Hope lies in not doubting. When Bibhutibhushan Bandyopadhyay started writing the novel Chander Pahar about the adventures of a young Bengali villager who travels to the forests of Africa, without ever setting foot outside the country himself, the author’s friends must have laughed at him too. When I was moving to Delhi to try my luck in the publishing industry — with a history of running away from internships, chickening out of plausible professional courses, losing friends, failing at multiple jobs — the last thing my mother told me with tears in her eyes was, “Don’t come back.” I knew even then she must have been deeply saddened to hear those words come out of her, because not a day passes when she doesn’t miss me. But she was more scared that I’d fail once again. I remember holding her hand and giving her my word that I won’t — something I had never done before. It must have been very difficult for her to believe me that day, but she hoped that for once I was right, and I hoped that the remaining ₹300 in my bank account would last me a few days, during which I could find employment. Thankfully, an overgenerous close friend had taken care of food and shelter for the time being. It’s been more than five years since, and I’m still here.

Everything I write often tends to end with a story about my grandfather whom I was close to. So here’s one. In January 2001, the day he died, we were all home. There was no time to take him to the hospital because he was sinking fast after having battled cancer for months. When the doctor arrived and couldn’t find a heartbeat, he began to give my grandfather chest compressions like I had only seen in films. As the doctor pressed the heel of his hand against my grandfather’s chest, a moaning sound came out of his mouth. After doing this two or three times, the doctor stopped and announced to the room that my grandfather was dead. When I asked about the sound from his mouth, the doctor said it was just the body’s doing and something about the soul having left it.

····················

• **EXERCISE BRIEF**: Continue the personal essay on hope from its final sentence, keeping its first-person voice.

····················

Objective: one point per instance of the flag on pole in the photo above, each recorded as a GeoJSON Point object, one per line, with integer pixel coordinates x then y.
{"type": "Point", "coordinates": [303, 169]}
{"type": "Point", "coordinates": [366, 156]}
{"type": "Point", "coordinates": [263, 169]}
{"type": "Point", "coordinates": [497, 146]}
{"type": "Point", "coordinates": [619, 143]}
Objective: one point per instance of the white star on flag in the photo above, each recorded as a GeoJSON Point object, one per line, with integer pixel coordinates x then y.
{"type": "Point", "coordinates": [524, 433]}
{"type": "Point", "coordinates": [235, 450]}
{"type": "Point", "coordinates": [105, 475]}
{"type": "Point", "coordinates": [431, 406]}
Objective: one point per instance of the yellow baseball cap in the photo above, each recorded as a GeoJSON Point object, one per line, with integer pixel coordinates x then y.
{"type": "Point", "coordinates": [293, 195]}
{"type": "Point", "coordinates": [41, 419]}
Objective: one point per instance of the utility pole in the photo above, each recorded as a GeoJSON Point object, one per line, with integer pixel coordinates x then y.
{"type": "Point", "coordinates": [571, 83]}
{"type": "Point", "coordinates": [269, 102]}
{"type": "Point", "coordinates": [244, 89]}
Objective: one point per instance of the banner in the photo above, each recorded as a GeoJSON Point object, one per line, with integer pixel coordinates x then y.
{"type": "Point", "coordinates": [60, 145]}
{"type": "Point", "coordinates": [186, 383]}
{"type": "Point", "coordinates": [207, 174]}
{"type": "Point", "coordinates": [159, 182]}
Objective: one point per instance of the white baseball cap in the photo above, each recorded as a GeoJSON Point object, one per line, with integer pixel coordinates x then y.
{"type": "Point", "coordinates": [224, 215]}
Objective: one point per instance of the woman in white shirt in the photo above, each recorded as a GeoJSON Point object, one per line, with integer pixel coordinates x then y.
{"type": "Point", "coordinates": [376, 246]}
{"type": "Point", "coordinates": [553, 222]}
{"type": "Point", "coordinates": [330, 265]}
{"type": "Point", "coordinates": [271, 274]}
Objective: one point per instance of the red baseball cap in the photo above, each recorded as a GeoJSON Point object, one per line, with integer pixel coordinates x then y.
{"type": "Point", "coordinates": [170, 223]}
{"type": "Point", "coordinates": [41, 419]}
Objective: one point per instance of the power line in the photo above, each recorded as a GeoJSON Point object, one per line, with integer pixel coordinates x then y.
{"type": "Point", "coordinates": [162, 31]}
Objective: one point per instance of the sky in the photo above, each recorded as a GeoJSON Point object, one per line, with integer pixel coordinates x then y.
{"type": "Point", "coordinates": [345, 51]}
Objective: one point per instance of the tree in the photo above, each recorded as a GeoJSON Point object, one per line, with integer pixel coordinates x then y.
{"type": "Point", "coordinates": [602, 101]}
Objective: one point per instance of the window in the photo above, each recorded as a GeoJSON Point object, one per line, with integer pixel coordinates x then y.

····················

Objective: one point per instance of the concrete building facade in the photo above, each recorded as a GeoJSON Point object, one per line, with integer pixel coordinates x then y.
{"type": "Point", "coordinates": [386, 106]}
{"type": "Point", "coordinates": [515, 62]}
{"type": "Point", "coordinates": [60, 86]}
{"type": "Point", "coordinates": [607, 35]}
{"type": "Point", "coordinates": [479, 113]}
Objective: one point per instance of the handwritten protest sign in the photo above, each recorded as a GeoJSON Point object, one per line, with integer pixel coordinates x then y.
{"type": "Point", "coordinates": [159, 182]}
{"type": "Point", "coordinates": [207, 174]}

····················

• **OUTPUT FOR THIS TASK**:
But I recognised that sound. I had spent years with my grandfather, and not some doctor, and in those years I had heard him make a similar sound every time he came back from a long walk or climbed the stairs, due to his weak lung. For years I had seen him sitting by the door, catching his breath before entering the house. I was ready to believe when the doctor said that he was perhaps breathing his last, it was only natural after having suffered for so long. We all knew it was coming. But during his final moments, what the doctor saw, perhaps rightly too, as a mark of leaving, I saw as a sign of reaching out. So when the doctor stepped away from him, I stepped closer to the bed and continued applying pressure on his chest like I had seen the doctor do. And I didn’t stop until my grandfather went completely silent. I don’t remember how long it took, perhaps only a few minutes or even less. But it was important for both him and I, for the relationship we had nurtured and shared for 15 years, to know that until there’s hope of coming back to each other, neither of us gave up. I couldn’t stop him from leaving, of course. But I wanted him to leave with the thought that beyond science and logic and a doctor’s call, we kept faith.

In October Dan always wears a helmet when he goes to visit Shiuli on his motorcycle. With a helmet on, outside noise often doesn’t reach you. All you are left with is the sound of your own heart beating safe in hope’s cocoon and the occasional car horn, which you learn to ignore with practice. When we learn to hope, we manage to erase those voices that remind us that we are being irrational, or unrealistic. Or simply the fact that we can’t have what we want. Take away this audaciousness of the human condition and all we’ll become is a name, data saved in a server somewhere. But where is the fun in that?

Pablo Neruda wrote:

I like you when you are quiet because it

is as though you are absent.

Distant and painful as if you had died.

A word then, a smile is enough.

And I am happy, happy that it is not true.

This is the most hopeful thought that I can leave you with.